#### Required task
Find the line containing "point: the man's face, one", then print it and each following line through the end of the records, exactly and with nothing added; leave out any pictures.

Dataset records
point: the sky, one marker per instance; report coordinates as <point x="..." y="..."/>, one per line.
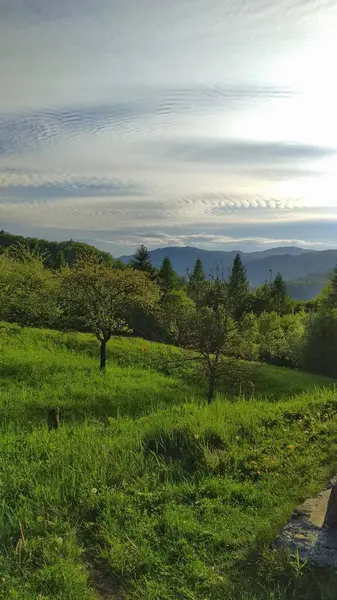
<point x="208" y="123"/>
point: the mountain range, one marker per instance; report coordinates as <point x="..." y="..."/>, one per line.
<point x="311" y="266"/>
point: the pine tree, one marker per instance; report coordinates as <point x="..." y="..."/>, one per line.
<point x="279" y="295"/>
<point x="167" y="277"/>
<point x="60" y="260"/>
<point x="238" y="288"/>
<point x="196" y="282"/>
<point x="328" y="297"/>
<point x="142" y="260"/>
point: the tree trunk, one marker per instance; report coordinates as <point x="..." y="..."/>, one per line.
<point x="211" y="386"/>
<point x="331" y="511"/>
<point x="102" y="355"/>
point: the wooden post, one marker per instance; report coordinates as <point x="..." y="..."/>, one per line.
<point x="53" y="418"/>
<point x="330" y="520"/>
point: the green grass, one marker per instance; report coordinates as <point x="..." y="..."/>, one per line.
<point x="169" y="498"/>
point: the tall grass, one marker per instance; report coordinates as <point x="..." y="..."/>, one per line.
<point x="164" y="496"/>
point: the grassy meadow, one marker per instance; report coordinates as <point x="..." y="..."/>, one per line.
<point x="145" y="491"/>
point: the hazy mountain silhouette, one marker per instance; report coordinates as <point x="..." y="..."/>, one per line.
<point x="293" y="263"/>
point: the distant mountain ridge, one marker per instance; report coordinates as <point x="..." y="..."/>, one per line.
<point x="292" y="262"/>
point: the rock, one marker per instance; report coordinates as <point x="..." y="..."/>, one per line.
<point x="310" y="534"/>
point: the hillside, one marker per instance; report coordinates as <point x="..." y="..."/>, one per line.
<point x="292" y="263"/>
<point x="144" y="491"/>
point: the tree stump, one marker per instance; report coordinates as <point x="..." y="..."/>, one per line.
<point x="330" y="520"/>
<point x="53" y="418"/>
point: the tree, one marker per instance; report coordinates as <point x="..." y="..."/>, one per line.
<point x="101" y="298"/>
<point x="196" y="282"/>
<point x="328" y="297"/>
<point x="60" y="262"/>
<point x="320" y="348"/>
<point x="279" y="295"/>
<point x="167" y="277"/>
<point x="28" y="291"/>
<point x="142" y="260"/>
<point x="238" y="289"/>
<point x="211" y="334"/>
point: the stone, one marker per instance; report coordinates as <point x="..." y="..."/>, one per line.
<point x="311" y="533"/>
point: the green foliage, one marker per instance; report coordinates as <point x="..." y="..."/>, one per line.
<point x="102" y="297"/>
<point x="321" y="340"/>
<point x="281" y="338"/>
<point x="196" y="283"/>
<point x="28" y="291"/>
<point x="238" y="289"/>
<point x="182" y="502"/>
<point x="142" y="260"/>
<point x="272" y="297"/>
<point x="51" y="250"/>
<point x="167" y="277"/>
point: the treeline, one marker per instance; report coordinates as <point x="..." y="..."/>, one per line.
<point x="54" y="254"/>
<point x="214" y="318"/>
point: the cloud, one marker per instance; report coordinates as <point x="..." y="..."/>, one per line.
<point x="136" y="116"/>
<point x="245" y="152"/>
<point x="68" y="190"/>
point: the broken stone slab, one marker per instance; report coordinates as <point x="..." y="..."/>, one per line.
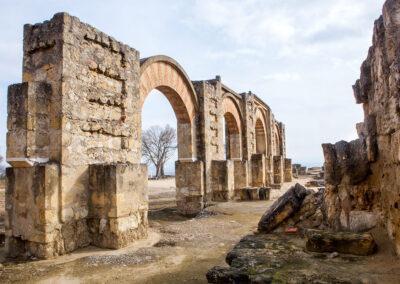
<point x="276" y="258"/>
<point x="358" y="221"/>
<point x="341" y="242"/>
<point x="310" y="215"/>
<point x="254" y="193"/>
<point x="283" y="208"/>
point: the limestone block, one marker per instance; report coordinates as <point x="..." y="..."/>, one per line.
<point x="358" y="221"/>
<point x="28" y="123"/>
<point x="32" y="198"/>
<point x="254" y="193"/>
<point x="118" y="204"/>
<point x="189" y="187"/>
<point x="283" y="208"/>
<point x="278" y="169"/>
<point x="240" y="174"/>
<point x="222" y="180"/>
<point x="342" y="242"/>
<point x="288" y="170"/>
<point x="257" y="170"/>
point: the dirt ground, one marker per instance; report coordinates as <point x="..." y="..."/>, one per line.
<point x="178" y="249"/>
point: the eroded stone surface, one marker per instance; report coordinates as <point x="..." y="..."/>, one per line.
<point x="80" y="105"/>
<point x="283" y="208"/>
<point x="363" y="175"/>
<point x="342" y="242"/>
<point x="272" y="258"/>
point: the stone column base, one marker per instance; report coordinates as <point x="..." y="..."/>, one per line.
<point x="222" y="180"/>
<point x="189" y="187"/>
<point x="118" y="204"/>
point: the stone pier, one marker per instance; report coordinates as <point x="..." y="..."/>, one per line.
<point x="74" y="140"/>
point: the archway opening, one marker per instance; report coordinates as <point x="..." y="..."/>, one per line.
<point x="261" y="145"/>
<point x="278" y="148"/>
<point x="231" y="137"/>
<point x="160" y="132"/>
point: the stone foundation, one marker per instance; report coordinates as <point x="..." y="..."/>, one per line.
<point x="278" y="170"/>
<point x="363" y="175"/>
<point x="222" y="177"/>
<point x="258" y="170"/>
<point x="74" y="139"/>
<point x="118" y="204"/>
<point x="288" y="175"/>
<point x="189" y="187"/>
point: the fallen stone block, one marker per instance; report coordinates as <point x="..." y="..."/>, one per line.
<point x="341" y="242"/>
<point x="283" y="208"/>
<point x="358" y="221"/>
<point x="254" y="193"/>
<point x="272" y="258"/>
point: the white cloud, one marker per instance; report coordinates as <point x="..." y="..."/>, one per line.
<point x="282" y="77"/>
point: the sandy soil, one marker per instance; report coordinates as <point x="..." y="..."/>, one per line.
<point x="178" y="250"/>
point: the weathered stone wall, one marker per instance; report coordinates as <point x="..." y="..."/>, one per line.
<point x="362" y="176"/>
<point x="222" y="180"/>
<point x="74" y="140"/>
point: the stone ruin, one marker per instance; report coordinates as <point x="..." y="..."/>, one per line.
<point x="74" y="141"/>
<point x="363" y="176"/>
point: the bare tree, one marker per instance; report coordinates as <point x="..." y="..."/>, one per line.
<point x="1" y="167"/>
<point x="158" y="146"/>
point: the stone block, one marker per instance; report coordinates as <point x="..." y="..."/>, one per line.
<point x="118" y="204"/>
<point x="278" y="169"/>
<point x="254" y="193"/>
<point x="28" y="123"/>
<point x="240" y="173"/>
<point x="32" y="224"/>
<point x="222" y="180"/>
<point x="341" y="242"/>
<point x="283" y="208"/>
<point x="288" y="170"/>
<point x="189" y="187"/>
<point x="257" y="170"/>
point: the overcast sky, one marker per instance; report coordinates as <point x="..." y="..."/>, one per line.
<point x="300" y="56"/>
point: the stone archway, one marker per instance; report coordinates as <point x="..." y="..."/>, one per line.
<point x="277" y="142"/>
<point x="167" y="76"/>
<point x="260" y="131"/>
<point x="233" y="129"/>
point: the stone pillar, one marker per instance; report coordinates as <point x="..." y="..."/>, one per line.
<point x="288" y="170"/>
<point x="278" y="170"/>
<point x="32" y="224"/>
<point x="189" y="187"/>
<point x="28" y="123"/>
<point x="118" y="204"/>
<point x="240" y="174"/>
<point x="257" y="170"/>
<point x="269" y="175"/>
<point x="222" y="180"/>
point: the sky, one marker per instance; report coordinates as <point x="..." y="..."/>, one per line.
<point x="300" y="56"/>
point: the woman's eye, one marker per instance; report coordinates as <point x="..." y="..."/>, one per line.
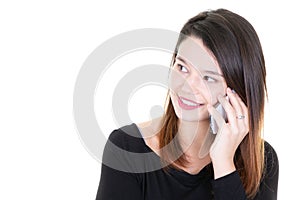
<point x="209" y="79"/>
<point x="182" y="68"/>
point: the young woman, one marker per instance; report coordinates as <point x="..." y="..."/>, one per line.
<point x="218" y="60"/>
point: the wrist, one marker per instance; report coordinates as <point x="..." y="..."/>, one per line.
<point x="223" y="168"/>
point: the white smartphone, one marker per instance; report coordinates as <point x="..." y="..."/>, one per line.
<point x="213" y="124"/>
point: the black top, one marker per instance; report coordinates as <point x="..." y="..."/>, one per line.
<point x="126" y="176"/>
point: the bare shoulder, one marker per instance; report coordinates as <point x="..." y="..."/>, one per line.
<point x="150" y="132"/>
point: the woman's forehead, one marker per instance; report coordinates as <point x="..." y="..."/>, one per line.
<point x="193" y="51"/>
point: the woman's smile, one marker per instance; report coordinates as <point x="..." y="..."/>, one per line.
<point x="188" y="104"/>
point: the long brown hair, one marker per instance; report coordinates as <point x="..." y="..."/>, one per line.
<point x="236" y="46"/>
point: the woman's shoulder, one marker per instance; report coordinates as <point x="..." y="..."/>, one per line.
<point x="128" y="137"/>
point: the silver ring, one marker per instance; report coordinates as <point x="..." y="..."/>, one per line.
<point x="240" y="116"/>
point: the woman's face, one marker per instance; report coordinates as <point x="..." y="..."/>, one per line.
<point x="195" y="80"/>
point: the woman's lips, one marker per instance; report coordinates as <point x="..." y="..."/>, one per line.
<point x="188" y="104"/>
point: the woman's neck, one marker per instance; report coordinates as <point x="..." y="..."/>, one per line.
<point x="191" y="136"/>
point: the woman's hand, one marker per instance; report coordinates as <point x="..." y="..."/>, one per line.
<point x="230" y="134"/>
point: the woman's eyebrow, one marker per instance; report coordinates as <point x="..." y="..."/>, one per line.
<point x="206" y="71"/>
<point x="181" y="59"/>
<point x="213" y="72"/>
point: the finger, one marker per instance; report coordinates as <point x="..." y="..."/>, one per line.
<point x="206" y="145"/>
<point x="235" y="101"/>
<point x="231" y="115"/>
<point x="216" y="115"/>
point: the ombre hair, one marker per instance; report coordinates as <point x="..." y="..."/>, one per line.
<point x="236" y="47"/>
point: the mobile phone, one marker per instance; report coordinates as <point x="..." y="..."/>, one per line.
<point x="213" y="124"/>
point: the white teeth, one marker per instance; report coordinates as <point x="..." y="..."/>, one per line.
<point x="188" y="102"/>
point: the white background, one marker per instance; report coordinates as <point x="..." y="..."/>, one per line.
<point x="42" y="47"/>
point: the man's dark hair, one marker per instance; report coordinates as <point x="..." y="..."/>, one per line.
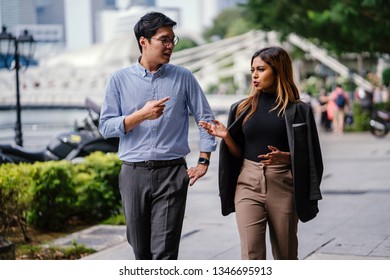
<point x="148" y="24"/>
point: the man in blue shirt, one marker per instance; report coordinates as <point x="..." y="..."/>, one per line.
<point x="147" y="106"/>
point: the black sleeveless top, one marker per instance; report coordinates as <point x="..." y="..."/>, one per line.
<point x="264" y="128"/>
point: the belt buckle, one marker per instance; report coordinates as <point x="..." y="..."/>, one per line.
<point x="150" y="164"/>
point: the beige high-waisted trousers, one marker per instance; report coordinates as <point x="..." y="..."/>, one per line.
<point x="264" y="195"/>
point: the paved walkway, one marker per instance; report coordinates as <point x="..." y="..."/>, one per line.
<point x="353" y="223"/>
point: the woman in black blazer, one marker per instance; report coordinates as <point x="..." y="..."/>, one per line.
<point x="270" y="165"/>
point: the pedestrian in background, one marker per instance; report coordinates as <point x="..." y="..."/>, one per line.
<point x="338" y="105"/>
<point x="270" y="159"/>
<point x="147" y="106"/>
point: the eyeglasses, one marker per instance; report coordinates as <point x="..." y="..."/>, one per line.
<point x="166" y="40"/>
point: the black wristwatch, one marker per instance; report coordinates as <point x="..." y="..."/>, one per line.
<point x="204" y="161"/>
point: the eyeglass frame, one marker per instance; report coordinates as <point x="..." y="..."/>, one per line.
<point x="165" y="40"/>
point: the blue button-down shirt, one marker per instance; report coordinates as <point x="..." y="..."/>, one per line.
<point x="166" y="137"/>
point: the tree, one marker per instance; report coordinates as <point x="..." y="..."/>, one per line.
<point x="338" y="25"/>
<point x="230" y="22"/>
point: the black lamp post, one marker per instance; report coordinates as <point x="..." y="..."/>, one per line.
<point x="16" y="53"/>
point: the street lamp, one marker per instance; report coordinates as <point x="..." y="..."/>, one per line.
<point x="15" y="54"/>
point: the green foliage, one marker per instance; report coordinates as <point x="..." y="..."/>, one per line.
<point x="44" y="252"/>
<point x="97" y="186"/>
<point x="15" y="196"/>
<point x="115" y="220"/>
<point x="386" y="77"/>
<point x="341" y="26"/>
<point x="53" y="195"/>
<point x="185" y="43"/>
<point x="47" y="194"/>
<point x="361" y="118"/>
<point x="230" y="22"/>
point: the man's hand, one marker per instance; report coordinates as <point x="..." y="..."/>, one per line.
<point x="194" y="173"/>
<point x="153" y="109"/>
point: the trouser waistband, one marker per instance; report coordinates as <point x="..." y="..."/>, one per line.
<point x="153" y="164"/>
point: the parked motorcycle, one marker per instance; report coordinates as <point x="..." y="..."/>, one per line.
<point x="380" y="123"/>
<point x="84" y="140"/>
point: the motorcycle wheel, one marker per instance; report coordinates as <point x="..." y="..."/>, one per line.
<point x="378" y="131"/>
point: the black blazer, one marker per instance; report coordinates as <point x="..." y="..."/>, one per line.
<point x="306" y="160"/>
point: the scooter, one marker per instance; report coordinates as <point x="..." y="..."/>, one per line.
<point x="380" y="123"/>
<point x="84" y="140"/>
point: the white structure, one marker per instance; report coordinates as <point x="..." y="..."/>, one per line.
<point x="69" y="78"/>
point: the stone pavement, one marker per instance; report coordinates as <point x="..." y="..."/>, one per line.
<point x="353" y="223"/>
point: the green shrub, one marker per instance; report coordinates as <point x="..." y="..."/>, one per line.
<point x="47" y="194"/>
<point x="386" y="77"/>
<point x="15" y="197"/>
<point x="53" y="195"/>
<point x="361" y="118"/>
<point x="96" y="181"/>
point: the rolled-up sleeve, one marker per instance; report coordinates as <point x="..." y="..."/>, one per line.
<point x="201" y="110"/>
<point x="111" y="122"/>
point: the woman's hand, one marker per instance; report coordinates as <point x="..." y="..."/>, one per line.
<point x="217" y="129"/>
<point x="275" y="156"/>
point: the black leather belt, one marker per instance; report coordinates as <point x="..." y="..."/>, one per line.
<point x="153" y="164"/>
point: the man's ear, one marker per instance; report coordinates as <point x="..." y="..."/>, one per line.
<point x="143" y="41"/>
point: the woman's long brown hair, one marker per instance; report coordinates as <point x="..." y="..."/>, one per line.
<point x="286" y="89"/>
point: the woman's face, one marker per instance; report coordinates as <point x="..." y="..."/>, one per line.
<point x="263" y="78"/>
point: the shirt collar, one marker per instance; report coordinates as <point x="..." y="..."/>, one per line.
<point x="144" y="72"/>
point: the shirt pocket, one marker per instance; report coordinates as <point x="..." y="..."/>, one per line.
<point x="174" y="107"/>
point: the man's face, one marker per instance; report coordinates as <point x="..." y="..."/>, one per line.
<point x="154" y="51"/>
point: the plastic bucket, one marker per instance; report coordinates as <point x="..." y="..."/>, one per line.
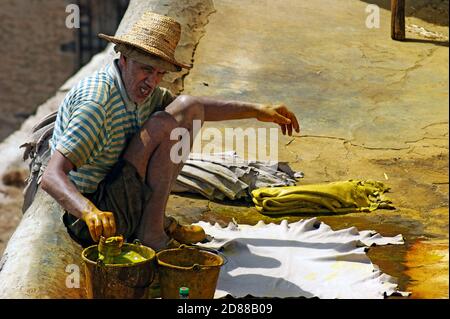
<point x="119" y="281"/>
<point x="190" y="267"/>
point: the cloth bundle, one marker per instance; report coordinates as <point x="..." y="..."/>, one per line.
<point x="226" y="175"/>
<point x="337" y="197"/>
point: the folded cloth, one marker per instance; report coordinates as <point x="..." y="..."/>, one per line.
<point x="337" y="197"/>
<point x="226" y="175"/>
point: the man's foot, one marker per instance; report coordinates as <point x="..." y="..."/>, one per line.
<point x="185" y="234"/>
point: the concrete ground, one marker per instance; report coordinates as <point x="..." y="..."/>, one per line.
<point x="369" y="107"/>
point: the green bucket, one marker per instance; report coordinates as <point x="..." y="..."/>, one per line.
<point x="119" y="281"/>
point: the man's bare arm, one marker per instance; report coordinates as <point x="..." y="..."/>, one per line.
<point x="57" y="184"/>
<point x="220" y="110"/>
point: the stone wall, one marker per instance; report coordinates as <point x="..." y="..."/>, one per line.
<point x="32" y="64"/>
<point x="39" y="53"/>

#### Solved problem
point: the man's face, one marker per instance; report coordinates as <point x="..." y="..."/>, one per line.
<point x="154" y="51"/>
point: the plastic bucket, one marker per instance; report coordinates as <point x="..." y="..."/>, one per line.
<point x="119" y="281"/>
<point x="190" y="267"/>
point: the cloth bundle, one marker per instance; report coordinates as <point x="..." y="..."/>, one per line.
<point x="226" y="175"/>
<point x="337" y="197"/>
point: the folded cloth, one marker per instance; report coordinates as <point x="..." y="..."/>, one per line.
<point x="337" y="197"/>
<point x="226" y="175"/>
point: the man's foot, one marker per instance; report coordinates as <point x="..." y="..."/>, one per line.
<point x="185" y="234"/>
point: the concrete ground, one marker per instance; report coordinates as <point x="..." y="..."/>, one per line.
<point x="369" y="107"/>
point: the green bucket, one marker per instance; report coordinates as <point x="..." y="..."/>, one per line.
<point x="119" y="281"/>
point: the man's bare arm, one marker per instance; report coordinates as <point x="..." y="..."/>, one per line.
<point x="57" y="184"/>
<point x="220" y="110"/>
point: the stone wall, one marker per instance; report coordinates as <point x="..." y="..."/>, one per line.
<point x="32" y="64"/>
<point x="39" y="53"/>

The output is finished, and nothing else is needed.